### Exercises to complete
[A] In the article about WKYC's pandemic coverage, which newscasts does Mitchell anchor?
[B] Write the next part of the article about WKYC's pandemic coverage, picking up after its final sentence.

Like so many other stations, WKYC expanded its original slate of digital content, with new series like Faces of COVID; pandemic-focused Q & A’s with medical correspondent Monica Robins; and community fundraisers for people having trouble paying their utility bills and for beleaguered local restaurants.

Medical reporter Monica Robins answers anchor Jay Crawford’s COVID questions from home.

The digital team also made a lot more room for the voice of the audience — and that’s not going to change either. “It’s no longer just a one-way street. It’s a two-way street. And we are encouraging our audience to weigh in on everything,” Polverine says. “People still want to come to us to get the information, but really peppering in what people think and how they feel and what their reaction is has been such a huge part of the content that we do now — just making it more of a conversation. I think that’s one of the big takeaways, too, that our audience is part of what we do.”

Adam Miller says that seeing the talent working from home has also helped bring viewers closer to the newsroom. “That opened up a whole new door in terms of building connections and relationships with our team that you don’t always get behind the anchor desk,” he says. “I think the important thing to do is to pinpoint what about that relationship struck a nerve, what resonated, and build off of that in the months to come.”

Watch a behind-the-scenes video of how WKYC went remote.

But not everything is changing. Mitchell, who anchors the 6 and 11 p.m. newscasts (and serves as executive editor of the late news as well), chose to broadcast from the studio throughout the pandemic — a classic role for an anchor in a time of crisis. “I would argue it offered the viewer not just credibility, but comfort,” Miller says. “And I think that comfort is something Russ could offer that you couldn’t get just anywhere.”

Mitchell, who worked at CBS News for many years (we were colleagues there), is now an evangelist for local news — and can’t wait to get back on the street. “The beauty of local news is getting involved in the community,” he says. “And you can do that via Zoom, you can do that on the telephone, but there’s nothing like getting out there and actually meeting people in person. And I haven’t had a chance to do that in the last year. I hope that comes back in terms of the emotion that television can give to viewers. Only we can do that. TV is still magical.”

### Given records

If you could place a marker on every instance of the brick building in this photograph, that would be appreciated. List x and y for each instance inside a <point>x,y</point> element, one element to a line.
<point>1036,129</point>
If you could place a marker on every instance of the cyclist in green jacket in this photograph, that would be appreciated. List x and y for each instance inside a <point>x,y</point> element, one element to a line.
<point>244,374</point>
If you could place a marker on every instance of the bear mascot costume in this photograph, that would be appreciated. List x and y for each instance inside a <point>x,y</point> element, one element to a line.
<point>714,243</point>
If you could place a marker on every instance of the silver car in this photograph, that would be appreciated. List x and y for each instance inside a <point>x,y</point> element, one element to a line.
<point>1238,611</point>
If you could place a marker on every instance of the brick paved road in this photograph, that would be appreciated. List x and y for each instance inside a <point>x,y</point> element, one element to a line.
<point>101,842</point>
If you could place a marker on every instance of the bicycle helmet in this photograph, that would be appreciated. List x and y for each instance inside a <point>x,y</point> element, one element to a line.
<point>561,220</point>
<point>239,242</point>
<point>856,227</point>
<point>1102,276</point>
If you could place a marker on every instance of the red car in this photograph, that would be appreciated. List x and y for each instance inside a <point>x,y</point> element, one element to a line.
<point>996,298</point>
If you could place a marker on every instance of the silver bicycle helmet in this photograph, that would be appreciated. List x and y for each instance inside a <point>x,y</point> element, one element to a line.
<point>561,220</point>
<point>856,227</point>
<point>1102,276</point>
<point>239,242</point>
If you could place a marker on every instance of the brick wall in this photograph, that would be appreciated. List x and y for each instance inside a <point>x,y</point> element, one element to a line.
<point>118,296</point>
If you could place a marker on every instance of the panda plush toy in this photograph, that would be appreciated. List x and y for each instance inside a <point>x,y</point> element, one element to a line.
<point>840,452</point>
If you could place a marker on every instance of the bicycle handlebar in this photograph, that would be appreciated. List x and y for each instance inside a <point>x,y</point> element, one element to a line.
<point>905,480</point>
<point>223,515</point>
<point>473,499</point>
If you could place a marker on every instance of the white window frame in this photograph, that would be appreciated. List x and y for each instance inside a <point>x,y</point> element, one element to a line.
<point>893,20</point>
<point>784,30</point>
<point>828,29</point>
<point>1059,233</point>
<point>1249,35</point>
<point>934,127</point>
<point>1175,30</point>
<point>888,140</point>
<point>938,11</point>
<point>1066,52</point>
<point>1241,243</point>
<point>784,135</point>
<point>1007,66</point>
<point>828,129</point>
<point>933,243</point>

### Answers in order
[A] Mitchell anchors the 6 and 11 p.m. newscasts.

[B]
Russ Mitchell, here interviewing candidate Joe Biden, is eager to get back in the field.

Adam Miller uses the same word in agreeing that it’s important to bring back the power of face-to-face interaction, not just on the street but in the newsroom. “It’s the moment when you have that exchange with a colleague, and then suddenly boom — an idea is hatched. That’s where the magic happens.”

So, like many innovation challenges, imagining a post-pandemic future is a balancing act — a matter of preserving what’s best about local broadcast and digital journalism while learning from the crisis to change for the better. “A lot of people look at last year, and it’s been awful,” Jonathan Adkins says. “We’ve all lost loved ones, and those that are close to us. And many of us have been touched in different ways. But for our industry, I’m excited about what can come from this.”

Adam Miller, who returned to his native Cleveland after a successful career at NBC News that started with an internship and culminated in a senior producer job on Today, sees a post-COVID opportunity for local news to play an even bigger part in people’s lives. “Never has there been a story as universal and yet hyperlocal as COVID-19 and the pandemic,” he says. “It has put a spotlight on the importance of local news and reminded people of the power and responsibility that comes with it. I’m hoping, and I believe, that this interest in local news will stay. And as a result, I think we should be offering and could be offering more.”

As for that makeshift control room in Jonathan Adkins’s basement: It’s staying right where it is.